------ Recorded information ------

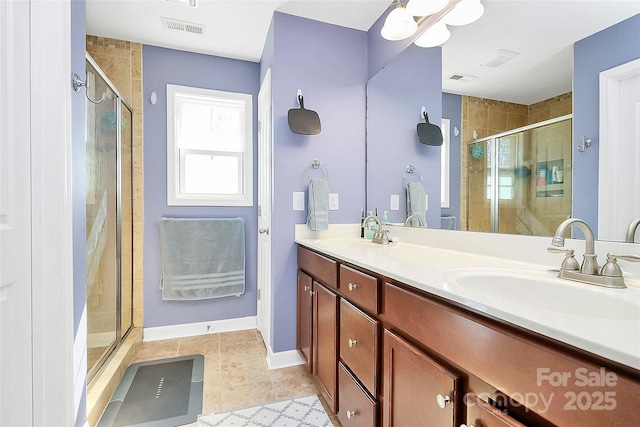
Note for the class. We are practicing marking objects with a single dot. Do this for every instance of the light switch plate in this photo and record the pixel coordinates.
(395, 202)
(298, 200)
(333, 201)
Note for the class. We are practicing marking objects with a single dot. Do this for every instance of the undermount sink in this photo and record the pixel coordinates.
(528, 288)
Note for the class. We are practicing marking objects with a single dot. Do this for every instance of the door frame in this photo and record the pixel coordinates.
(265, 178)
(611, 147)
(52, 213)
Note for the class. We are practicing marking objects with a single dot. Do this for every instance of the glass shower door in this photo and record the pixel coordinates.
(102, 269)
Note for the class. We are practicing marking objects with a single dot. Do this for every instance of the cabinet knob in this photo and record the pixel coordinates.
(442, 401)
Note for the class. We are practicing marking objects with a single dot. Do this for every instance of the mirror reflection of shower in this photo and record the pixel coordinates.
(109, 216)
(519, 182)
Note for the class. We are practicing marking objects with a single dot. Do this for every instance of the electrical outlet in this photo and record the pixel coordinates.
(395, 202)
(333, 201)
(298, 200)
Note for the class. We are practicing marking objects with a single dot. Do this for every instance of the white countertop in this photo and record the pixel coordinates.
(603, 321)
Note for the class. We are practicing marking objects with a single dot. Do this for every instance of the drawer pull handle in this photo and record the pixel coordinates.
(442, 401)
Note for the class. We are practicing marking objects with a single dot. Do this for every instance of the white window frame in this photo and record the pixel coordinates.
(175, 157)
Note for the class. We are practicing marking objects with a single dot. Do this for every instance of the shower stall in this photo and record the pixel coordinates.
(519, 182)
(109, 217)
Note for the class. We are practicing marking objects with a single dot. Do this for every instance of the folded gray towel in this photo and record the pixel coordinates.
(318, 212)
(202, 258)
(416, 202)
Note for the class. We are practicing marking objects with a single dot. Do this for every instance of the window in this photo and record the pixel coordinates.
(209, 147)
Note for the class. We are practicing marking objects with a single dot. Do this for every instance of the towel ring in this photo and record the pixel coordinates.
(410, 169)
(315, 165)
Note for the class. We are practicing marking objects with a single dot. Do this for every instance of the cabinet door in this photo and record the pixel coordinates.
(304, 325)
(325, 343)
(481, 414)
(417, 390)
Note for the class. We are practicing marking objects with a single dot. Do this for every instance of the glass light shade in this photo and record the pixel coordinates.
(425, 7)
(465, 12)
(434, 35)
(398, 25)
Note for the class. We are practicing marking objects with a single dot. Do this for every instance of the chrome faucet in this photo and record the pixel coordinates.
(379, 236)
(609, 276)
(631, 232)
(589, 262)
(407, 222)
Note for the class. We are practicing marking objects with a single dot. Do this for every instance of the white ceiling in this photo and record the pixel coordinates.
(542, 31)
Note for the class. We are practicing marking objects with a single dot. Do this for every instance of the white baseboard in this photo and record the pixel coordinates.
(201, 328)
(283, 359)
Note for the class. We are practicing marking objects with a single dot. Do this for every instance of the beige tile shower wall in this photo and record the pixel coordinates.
(488, 117)
(122, 63)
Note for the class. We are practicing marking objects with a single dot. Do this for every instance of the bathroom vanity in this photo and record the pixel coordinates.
(394, 337)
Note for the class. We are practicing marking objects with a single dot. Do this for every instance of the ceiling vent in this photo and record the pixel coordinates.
(501, 57)
(183, 26)
(461, 77)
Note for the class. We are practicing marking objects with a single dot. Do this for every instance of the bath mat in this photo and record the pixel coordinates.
(304, 411)
(158, 393)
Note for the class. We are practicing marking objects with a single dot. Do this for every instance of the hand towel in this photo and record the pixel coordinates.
(416, 202)
(318, 212)
(202, 258)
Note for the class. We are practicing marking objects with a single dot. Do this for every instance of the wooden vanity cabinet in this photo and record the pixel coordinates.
(325, 343)
(304, 331)
(482, 414)
(418, 391)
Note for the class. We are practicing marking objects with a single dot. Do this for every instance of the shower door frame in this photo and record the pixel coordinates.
(119, 335)
(495, 176)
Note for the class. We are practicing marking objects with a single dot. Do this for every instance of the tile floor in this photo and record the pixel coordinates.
(235, 371)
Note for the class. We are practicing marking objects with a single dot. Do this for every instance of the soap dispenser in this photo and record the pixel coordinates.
(385, 218)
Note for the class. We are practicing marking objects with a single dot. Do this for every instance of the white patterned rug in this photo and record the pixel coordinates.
(304, 411)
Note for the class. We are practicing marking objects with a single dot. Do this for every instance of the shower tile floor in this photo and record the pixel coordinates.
(235, 370)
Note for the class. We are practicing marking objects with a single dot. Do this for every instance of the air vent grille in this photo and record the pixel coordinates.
(183, 26)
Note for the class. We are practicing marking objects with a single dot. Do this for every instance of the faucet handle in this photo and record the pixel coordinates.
(570, 262)
(611, 268)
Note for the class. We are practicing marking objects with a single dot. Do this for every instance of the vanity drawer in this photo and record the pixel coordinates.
(360, 288)
(357, 408)
(359, 344)
(322, 268)
(481, 414)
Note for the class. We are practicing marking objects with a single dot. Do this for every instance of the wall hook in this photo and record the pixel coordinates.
(586, 143)
(79, 83)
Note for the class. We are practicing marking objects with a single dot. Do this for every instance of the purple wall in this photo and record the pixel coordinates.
(394, 98)
(167, 66)
(452, 110)
(329, 64)
(609, 48)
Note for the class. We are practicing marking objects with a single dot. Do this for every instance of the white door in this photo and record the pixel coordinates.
(264, 209)
(619, 153)
(16, 352)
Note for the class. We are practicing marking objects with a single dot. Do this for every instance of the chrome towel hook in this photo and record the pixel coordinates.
(78, 83)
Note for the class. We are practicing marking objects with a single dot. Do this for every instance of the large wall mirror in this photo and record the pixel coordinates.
(525, 65)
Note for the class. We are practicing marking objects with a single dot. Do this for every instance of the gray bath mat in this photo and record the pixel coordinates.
(158, 393)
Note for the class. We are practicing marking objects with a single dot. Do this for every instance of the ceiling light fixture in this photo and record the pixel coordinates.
(402, 21)
(399, 23)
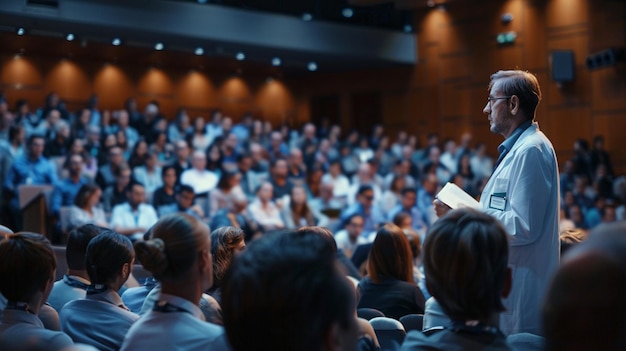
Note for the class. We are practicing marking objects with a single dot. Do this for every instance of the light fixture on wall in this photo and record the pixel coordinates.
(506, 38)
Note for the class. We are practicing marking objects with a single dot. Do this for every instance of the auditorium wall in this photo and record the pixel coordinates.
(457, 49)
(444, 92)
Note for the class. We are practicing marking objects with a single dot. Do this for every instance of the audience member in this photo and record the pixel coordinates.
(134, 217)
(27, 272)
(30, 169)
(86, 208)
(226, 243)
(585, 307)
(466, 267)
(74, 284)
(178, 254)
(66, 189)
(264, 211)
(389, 286)
(183, 204)
(198, 177)
(165, 195)
(101, 319)
(311, 306)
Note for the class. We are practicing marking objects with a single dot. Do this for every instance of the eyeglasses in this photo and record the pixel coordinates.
(491, 99)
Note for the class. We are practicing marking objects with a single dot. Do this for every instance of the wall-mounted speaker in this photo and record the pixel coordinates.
(562, 66)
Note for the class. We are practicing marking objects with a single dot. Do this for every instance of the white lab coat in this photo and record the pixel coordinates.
(528, 178)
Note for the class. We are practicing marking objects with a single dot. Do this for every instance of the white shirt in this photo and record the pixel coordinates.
(99, 320)
(269, 217)
(124, 216)
(63, 291)
(344, 243)
(201, 182)
(24, 331)
(528, 178)
(178, 330)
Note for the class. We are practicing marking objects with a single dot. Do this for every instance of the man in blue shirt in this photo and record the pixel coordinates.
(66, 189)
(408, 205)
(30, 169)
(372, 216)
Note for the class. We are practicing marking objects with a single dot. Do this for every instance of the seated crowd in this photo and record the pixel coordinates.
(247, 238)
(125, 169)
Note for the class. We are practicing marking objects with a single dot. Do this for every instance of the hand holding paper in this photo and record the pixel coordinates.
(456, 197)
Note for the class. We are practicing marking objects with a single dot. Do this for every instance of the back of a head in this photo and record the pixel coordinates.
(585, 308)
(167, 254)
(77, 242)
(465, 262)
(224, 242)
(285, 290)
(390, 256)
(105, 256)
(27, 264)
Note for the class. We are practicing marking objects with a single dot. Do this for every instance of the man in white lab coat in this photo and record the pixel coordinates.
(523, 193)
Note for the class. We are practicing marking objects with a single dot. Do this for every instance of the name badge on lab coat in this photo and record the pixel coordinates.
(497, 201)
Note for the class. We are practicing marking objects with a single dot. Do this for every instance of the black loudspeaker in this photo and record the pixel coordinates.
(562, 66)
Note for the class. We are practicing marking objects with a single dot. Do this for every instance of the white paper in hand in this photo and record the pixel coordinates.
(456, 197)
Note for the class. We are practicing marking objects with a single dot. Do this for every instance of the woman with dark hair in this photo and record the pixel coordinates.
(226, 242)
(138, 155)
(466, 258)
(86, 208)
(180, 127)
(298, 213)
(389, 286)
(178, 254)
(165, 195)
(221, 196)
(101, 319)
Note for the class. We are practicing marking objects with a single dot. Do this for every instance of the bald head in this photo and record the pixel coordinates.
(585, 308)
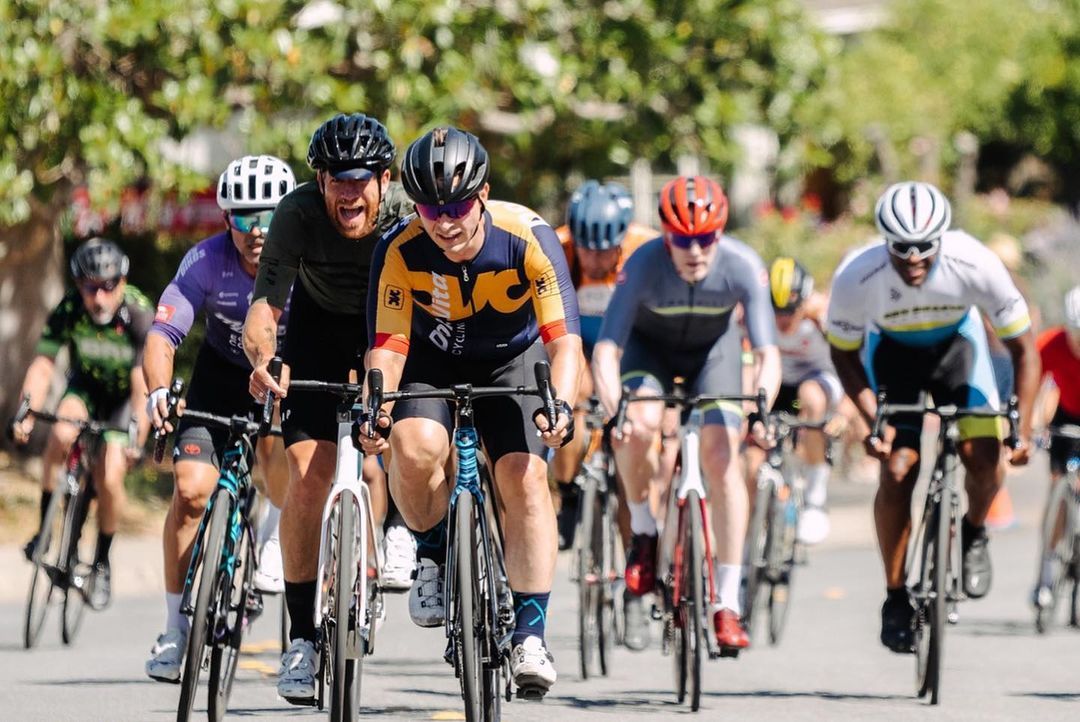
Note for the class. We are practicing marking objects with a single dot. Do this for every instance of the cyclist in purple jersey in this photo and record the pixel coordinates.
(672, 316)
(217, 276)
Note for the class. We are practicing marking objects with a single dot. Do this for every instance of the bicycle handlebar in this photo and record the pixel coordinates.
(946, 412)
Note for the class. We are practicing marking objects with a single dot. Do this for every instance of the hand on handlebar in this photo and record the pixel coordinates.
(261, 381)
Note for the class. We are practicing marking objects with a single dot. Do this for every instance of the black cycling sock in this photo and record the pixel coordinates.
(431, 544)
(104, 544)
(45, 498)
(300, 599)
(530, 615)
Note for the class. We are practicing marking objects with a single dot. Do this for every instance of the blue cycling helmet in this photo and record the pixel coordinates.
(599, 215)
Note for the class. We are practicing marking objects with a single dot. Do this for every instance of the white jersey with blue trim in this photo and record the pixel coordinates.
(868, 296)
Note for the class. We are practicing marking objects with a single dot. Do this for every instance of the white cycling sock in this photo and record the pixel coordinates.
(728, 580)
(640, 518)
(269, 528)
(817, 476)
(173, 617)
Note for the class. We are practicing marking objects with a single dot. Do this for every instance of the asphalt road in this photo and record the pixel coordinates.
(828, 666)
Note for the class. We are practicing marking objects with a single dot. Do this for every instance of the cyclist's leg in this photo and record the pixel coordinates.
(566, 462)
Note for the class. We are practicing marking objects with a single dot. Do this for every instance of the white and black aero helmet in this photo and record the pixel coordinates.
(253, 182)
(99, 259)
(444, 166)
(352, 140)
(913, 212)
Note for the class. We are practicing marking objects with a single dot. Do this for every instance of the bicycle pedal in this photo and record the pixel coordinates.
(531, 692)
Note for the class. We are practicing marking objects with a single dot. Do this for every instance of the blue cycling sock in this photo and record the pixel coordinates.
(530, 614)
(431, 544)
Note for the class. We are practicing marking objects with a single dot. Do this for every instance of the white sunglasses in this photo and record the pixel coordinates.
(914, 250)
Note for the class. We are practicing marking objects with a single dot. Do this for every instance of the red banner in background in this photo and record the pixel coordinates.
(199, 215)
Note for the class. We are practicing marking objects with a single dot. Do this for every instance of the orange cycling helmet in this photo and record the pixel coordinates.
(692, 205)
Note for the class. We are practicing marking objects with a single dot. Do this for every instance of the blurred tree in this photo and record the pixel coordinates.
(91, 91)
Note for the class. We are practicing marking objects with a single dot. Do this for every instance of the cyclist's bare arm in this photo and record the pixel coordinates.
(36, 386)
(1026, 365)
(260, 344)
(606, 358)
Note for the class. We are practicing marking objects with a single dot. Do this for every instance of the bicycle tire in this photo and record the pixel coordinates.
(1060, 556)
(757, 550)
(945, 541)
(696, 600)
(468, 591)
(201, 618)
(921, 596)
(75, 602)
(343, 693)
(41, 583)
(782, 553)
(586, 580)
(232, 610)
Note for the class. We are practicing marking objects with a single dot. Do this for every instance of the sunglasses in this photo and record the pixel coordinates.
(453, 210)
(914, 250)
(684, 242)
(245, 222)
(92, 287)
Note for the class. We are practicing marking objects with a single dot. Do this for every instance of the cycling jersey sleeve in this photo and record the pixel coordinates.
(57, 327)
(629, 290)
(280, 261)
(758, 315)
(998, 297)
(846, 319)
(554, 299)
(183, 298)
(390, 311)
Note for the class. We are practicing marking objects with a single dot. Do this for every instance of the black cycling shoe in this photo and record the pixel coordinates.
(977, 572)
(898, 622)
(100, 586)
(636, 636)
(570, 494)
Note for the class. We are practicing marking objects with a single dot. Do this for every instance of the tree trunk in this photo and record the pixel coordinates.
(31, 283)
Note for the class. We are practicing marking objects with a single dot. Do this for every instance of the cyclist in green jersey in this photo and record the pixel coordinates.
(104, 323)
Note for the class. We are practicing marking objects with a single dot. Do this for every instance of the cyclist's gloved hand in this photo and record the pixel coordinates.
(372, 444)
(563, 433)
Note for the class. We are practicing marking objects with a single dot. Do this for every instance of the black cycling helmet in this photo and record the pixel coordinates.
(99, 259)
(598, 215)
(791, 284)
(444, 166)
(351, 141)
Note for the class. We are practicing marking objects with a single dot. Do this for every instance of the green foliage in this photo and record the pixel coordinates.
(91, 90)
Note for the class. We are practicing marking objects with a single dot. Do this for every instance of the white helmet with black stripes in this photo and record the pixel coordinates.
(913, 212)
(254, 182)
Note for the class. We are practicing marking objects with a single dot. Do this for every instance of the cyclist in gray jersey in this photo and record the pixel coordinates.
(671, 315)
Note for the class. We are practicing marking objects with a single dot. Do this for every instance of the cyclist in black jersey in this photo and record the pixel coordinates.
(104, 323)
(321, 236)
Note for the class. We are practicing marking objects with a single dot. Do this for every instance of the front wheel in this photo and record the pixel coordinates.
(46, 557)
(203, 617)
(345, 683)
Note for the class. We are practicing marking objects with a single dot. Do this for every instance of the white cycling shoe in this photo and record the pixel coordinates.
(532, 667)
(269, 575)
(166, 656)
(400, 550)
(813, 526)
(296, 677)
(426, 603)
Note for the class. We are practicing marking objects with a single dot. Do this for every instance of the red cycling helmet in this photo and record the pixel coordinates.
(692, 205)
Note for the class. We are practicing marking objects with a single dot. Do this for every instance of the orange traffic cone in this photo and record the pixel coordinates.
(1001, 515)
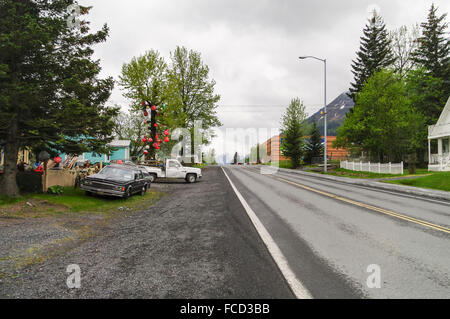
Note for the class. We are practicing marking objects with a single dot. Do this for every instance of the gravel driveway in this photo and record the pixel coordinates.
(197, 242)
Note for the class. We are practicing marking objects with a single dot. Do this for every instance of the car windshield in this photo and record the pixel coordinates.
(117, 173)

------

**What to do:** Begin with the line that contains "of the green" and repeat every line through the end of the data, exactly and only those lines, leaving out the pictures.

**Full output:**
Note for the class. We are practicing marking objects with a single dot. Do this for every instance of the green foliage in this photo and record the pixel coordinates.
(91, 90)
Note for the class. We are practicing marking objects with a single dot. Do this for every instance of the white helmet with black stripes in this photo and record the pixel coordinates.
(913, 212)
(254, 182)
Note for the class. We are practicing marking objects with a single dot. Do this for every instance of the cyclist in gray jersey in this photo and record the pixel coordinates.
(671, 315)
Note for the class. We are practicing marking objects with a single dot. Do this for every instance of the cyclist in black jersey in this photo and record the pixel coordinates.
(104, 323)
(321, 236)
Note for the class. We are practicing marking objects with a single dot. Do this for every instance of the front wheel in this photo and record the pixel coordinates.
(46, 557)
(203, 617)
(345, 683)
Note for the class. We are practicing marking objects with a single dot. Do this for every instance of the white cycling shoe in this photo and record the pixel coordinates.
(532, 667)
(269, 575)
(166, 656)
(400, 550)
(813, 526)
(296, 677)
(426, 603)
Note for the class. We are practicing marking objects with a single dot. Do this for every instance of the red cycling helmet in this photo and record the pixel coordinates.
(692, 205)
Note for the class. We are practicing marking objects with a single dot. Do this for every instance of the orange traffic cone in this photo and record the pixel coordinates.
(1001, 515)
Note for the class. We are practicing marking objects with a single dot. Do this for every instance of the gravel driveway in this photo and record the pixel coordinates.
(197, 242)
Note for the class. We are practicing marking objects with a single dot. Do this for every instance of the car windshield in this photo and record the pixel coordinates.
(117, 173)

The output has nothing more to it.